» **Task requirements**
1/ Reproduce the passage of the essay on fairy tales that runs between "What concerns me" and "and more pronounced.", inclusive.
2/ Answer these questions from the essay on fairy tales:
(a) Which three stories does Hollywood keep creating and recreating?
(b) What is the title of the Marina Warner book the essay cites?
(c) Which superhero film does the writer mention having seen recently?

But while there have been developments, there has also been a backlash, possibly an unconscious one. The fairy tale has become increasingly associated with one market: teenage girls. The Hollywood blockbuster machine has created and recreated Snow White, Sleeping Beauty and Red Riding Hood so many times that it's almost hard to believe that other stories exist. They tread the familiar boards too, there's nary a hint of the idea that 'if there's a beast in man, there's a beast in woman too' that Carter espoused. No, woman has become again the holder of civilisation, the tamer of the savage beasts and men.I suspect that this is because Hollywood is incredibly conservative, relaunching franchises is safer than expanding their repertoire: everything boils down to money, Given how expensive films are to create, it's hardly a surprise. They make what sells and part of the rise of the fairy tale, in this form, is that it gets bums on seats. The core of the story, even sexed up for an all too knowing generation, remains the same.
What's interesting is how focused on girls and young women things have become. Nobody is suggesting making a film of The Boy who Learned to Shiver, or The Tinderbox; fairy tales are for girls. Marina Warner's Fairy Tale: A Short History, notes that in the last thirty years the form has become more and more focused on the female, to the extent nothing is aimed at boys at all. I admit this saddens me, I like Fairy Tales and think they're quite magical. One of my favourite poems is Neil Gaiman's Instructions; Company of Wolves gets a regular viewing at our house.
This begs the question, what do boys have now that fills this gap? I know there's a wide range of media that's targeted at young males, from Saturday morning cartoons to superhero films. I'm aware too, that girls and young women are more than happy to claim them for their own, and without the unfortunate overtones that have accompanied young men adopting My Little Pony: Friendship is Magic. I'm not going to judge either group; fair play to them if that's what gets them through the day. My concern though, is that the things that fairy tales teach are perhaps missing from boys' lives now. Does a superhero film fill the same space that the fairy tale does? It might teach about being resourceful, about standing up to bad things, even about realising when something is a monster that needs to be defeated; having seen Antman recently, I think those themes are present within that film, so are they simply repackaged for a world where boys largely view fantasy with suspicion?
What concerns me here, is that at the end of the day the solutions in superhero films boil down to violence, to hitting and punching until your problem is defeated. They are no more revolutionary than the fairy tale films. Both genres are serving to further the socialisation process begun by the Grimms. Add to that a culture that increasingly embraces toxic masculinity and femininity, whether that's pink everything or boys clothing that glamourises violence and war and it seems as if the split between the sexes is growing larger and more pronounced.

» **Input data**
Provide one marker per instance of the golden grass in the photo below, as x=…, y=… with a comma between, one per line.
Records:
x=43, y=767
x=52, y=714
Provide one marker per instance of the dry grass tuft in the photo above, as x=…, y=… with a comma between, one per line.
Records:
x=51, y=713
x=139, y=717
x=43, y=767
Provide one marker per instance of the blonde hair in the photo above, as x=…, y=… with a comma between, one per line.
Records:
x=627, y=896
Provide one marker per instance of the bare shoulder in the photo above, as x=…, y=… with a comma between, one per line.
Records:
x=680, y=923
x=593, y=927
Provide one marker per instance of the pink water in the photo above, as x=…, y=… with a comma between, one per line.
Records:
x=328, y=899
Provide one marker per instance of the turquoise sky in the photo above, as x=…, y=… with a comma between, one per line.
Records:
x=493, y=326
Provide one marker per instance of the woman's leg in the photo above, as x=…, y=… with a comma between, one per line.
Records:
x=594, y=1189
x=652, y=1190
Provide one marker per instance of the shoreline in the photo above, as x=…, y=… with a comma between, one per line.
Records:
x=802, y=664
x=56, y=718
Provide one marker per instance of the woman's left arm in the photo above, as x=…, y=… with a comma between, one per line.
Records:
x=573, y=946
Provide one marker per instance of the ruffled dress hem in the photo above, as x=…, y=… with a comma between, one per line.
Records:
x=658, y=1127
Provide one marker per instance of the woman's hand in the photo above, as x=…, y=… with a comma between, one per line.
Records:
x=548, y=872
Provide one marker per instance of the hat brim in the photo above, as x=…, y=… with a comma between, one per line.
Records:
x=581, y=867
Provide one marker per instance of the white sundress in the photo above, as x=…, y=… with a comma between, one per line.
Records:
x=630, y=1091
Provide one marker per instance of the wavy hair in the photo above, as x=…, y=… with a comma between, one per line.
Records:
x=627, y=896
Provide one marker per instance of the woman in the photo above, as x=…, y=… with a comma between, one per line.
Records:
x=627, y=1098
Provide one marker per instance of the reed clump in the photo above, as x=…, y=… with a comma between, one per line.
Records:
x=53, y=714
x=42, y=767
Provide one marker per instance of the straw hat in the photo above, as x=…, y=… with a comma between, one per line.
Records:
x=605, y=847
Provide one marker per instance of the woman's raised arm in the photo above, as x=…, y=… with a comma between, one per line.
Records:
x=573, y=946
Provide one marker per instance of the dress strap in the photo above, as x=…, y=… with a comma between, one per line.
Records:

» **Results in order**
1/
What concerns me here, is that at the end of the day the solutions in superhero films boil down to violence, to hitting and punching until your problem is defeated. They are no more revolutionary than the fairy tale films. Both genres are serving to further the socialisation process begun by the Grimms. Add to that a culture that increasingly embraces toxic masculinity and femininity, whether that's pink everything or boys clothing that glamourises violence and war and it seems as if the split between the sexes is growing larger and more pronounced.

2/
(a) Snow White, Sleeping Beauty and Red Riding Hood
(b) Fairy Tale: A Short History
(c) Antman